Short task 1 - In the piece on communication without connection, what did Shlomo Hamelech ask for?
Short task 2 - Pick up the piece on communication without connection after its final sentence and keep writing it.

Document extract -
I once heard a good line. We live in a generation where there is communication without connection. Email, facebook, cellphones, text-messaging etc. etc. But there is something that pains me. People aren't really connecting in a deep way. Would you "date" a potential spouse on facebook? OF COURSE NOT! [By the way - great date idea. Bring "dates" and eat them!! But first, talk about bug-checking and guys, if she cares and checks her fruits - MARRY HER!! Well, also make sure you like her. What's worse than finding a worm in your apple? Finding half a worm...]

Would you marry a guy you know from g-chatting? [Is that what it is called? I heard someone say that last week.] No way Jose!! Even if his name isn't Jose but Yossi you wouldn't marry him. It is a superficial form of communication!!

No, no sweetest friends, I am not saying we should ignore all modern forms of communication, but that we should use it properly. It is definitely convenient and has many advantages including saving time.

Some suggestions:

1] When you talk to someone [on the computer, phone or otherwise] try to talk about deeper more spiritual matters. Time is a priceless commodity, use it well. Chazal say that one must have friends - "Friends or Death", but true friendship is one based on emotional and spiritual connection - not meaningless discussions about the weather.

2] When you are with a friend - TURN OFF YOUR CELLPHONE! It is annoying when it rings and rude when you interrupt a conversation to answer it. Even when the phone isn't ringing the very fact that it is on means that the one holding it is not really with you. Of course there are exceptions to the rule but in my opinion that is the rule. On a persoanl note: When I am talking with someone and they answer their phone [this has happened to me about 10 million times] I wonder "I know that I am not important but why does he have to make me feel that way?!" When the phone rings in my home and I am talking to my wife we don't answer [generally]. Who could be on the phone that is more important than my wife?? I only have one!! Frankly - every person we are with should be made to feel that he is THE MOST IMPORTANT IN THE WORLD. Chazal teach us that one of the questions asked when we meet Hashem is "Did you make your friend feel like a King/Queen?" Would you answer the phone during a meeting with a King? President? Even a Mayor? Why does your friend deserve less respect?

3] Some people find it easier to open up on a computer. But if possible, true connection should be achieved face to face. It is important to look a person in the eye and show that you care and are listening with rapt attention. Shlomo Hamelech could have asked for anything and he asked for a "LEV SHOMEA" - A listening heart.

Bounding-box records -

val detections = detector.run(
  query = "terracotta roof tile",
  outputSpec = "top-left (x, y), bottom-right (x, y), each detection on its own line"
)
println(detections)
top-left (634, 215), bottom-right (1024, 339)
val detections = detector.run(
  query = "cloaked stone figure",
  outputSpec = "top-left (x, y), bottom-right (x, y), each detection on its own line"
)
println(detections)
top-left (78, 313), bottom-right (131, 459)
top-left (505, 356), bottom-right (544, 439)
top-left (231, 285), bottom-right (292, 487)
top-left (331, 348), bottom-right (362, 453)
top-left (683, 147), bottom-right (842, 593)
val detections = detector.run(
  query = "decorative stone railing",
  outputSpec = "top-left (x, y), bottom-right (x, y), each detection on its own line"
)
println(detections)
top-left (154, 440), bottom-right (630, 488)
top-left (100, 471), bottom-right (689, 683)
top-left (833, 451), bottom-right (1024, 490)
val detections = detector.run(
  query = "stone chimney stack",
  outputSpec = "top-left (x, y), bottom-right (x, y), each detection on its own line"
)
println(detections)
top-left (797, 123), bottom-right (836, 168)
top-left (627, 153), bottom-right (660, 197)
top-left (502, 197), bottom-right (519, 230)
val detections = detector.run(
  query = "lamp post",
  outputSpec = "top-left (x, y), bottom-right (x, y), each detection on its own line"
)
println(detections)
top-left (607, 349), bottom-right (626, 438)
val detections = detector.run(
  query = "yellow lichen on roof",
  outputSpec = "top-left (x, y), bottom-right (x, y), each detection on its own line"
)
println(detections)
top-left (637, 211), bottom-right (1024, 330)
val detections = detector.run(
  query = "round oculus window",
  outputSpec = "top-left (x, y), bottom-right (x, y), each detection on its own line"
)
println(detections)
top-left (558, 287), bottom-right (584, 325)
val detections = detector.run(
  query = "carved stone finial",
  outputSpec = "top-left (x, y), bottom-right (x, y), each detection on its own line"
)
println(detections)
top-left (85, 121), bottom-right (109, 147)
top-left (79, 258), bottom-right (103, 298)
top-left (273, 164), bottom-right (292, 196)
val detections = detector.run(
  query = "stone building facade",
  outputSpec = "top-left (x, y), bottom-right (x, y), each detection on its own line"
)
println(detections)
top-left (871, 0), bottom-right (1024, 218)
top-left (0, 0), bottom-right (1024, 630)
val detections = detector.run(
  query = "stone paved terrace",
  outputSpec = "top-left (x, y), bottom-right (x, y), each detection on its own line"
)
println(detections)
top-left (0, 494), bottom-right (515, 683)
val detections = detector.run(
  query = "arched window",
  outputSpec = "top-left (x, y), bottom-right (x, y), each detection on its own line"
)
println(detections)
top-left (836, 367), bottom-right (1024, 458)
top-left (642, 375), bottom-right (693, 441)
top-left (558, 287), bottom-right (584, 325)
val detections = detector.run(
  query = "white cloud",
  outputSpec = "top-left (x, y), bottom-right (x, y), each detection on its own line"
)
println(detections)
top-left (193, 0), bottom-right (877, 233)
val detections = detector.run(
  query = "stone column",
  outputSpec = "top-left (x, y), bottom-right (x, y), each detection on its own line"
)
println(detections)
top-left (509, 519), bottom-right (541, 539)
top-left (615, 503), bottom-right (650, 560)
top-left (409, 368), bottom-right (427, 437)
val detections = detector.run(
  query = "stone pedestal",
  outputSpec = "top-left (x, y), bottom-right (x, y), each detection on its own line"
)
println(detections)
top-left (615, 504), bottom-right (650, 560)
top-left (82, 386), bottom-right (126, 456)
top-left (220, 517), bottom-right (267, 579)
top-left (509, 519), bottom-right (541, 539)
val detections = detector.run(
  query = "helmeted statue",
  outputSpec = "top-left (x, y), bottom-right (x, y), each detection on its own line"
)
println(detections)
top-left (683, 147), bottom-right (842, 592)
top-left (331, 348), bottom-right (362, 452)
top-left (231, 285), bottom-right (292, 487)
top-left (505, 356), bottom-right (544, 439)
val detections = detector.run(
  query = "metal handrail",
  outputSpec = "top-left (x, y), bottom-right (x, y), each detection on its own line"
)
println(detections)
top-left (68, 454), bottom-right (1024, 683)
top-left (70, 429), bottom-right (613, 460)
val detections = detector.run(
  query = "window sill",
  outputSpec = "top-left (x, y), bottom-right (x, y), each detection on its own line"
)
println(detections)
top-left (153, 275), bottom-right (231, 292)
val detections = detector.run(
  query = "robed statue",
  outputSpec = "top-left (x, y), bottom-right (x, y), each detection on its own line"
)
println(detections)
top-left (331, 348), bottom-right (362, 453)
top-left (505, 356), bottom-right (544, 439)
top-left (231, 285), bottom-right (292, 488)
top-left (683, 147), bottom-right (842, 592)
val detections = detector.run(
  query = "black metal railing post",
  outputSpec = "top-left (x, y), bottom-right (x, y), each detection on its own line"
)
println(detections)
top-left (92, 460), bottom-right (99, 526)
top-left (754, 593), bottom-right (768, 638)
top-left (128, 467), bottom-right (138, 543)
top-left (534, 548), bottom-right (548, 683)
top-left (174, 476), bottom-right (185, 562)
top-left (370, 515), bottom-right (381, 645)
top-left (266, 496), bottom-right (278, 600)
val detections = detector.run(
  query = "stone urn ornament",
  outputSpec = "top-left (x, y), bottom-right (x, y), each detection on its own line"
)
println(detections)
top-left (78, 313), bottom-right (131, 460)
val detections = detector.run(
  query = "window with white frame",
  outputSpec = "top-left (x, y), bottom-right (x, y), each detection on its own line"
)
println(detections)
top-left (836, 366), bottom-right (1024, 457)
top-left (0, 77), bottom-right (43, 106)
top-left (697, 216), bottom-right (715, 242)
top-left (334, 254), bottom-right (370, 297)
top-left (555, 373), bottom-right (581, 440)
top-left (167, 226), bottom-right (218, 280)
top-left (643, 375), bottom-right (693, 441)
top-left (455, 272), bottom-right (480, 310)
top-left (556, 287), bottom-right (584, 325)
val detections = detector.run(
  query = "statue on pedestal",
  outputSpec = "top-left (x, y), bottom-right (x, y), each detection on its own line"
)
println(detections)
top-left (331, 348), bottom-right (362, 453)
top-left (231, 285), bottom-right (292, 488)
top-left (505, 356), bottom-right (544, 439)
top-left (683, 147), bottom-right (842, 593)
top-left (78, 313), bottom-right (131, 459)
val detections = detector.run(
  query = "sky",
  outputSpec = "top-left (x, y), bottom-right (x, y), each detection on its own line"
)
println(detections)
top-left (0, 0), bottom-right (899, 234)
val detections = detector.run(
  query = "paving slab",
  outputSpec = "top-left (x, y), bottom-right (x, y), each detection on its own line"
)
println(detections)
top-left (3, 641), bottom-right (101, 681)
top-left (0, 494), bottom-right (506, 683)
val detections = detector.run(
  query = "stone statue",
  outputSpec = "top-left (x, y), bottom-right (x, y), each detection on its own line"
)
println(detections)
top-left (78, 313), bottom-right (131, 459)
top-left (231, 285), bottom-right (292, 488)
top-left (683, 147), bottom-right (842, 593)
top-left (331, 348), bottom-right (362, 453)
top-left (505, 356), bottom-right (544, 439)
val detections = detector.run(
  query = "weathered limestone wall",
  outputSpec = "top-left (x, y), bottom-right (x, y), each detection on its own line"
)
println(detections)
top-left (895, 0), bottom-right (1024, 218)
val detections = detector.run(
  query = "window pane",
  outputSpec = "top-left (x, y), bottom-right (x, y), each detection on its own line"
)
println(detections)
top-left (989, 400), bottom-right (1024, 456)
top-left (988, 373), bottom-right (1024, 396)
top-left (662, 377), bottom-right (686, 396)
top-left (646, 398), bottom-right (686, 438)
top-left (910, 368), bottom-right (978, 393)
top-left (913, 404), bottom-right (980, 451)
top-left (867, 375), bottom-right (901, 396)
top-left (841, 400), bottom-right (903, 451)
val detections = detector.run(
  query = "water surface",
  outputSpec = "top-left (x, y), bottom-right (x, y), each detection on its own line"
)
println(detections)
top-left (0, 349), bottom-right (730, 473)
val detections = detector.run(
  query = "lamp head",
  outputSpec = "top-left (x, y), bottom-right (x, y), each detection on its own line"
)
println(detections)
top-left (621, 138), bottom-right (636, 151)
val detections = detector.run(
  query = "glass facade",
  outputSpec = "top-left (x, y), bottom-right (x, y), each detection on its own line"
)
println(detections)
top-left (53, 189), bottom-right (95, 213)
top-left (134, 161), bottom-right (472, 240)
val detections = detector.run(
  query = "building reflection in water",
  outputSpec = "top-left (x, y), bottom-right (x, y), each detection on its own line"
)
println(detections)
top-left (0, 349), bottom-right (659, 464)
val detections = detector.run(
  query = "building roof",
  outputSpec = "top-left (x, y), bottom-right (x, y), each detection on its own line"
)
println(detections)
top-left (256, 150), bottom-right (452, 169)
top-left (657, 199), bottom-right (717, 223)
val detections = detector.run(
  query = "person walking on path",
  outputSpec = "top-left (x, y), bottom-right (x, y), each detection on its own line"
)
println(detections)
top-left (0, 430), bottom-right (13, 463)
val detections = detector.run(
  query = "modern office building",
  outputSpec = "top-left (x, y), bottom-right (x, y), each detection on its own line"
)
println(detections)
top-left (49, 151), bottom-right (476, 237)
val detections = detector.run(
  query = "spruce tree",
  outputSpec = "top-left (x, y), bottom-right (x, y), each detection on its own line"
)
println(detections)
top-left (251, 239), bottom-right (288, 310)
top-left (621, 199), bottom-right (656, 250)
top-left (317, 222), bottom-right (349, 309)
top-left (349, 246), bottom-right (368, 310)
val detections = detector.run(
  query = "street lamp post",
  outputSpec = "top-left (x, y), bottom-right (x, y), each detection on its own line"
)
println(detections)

Exercise response 1 - He asked for a "lev shomea," a listening heart.

Exercise response 2 -
4] If you receive a phone message or email try to answer promptly. If someone wants to contact you, getting in touch with them has a Jewish term - "chessed". Rav Noach Weinberg was one of the busiest Jews alive. He once became furious with a student who didn't return someone else's call for 48 hours. He boomed "I ALWAYS return a call within 24 hours!! That is the beginning of Ahavas Yisrael." [As I am typing this I am listening to a eulogy of Reb Noach and heard the story from the Talmid. What Hashgacha!]

5] Don't spend too much time communicating with the world. If you are a male - you have a BIBLICAL COMMANDMENT to learn every free minute. And many other mitzvos. If you are female - there is also much Torah to learn, Tanach, Mesilas Yesharim, Pirkei Avos etc. etc. And there is chessed to do. And there is time to spend alone involved in introspection and relaxation.

6] Before making a phone call, sending an email etc. you can ask yourself - is this what Hashem wants? Will it bring another person [or you] simcha, or aliyah in Avodas Hashem?

When the first man went up to the moon, they interviewed the great Ponovitcher Rosh Yeshiva Rav Kahanaman ztz"l [d. 1969] and asked him what he thought. He answered "A man can reach the moon, but lev el lev lo naga'u - people's hearts are no closer." I fear that today people are further than ever.

May we merit to truly connect to other. That is the secret of Jewish survival. When Haman's decree to destroy the Jews was proclaimed, Esther's response was "Lech knos es kol hayehudim" - Gather together all of the Jews.

Amen keyn yehi ratzon!!!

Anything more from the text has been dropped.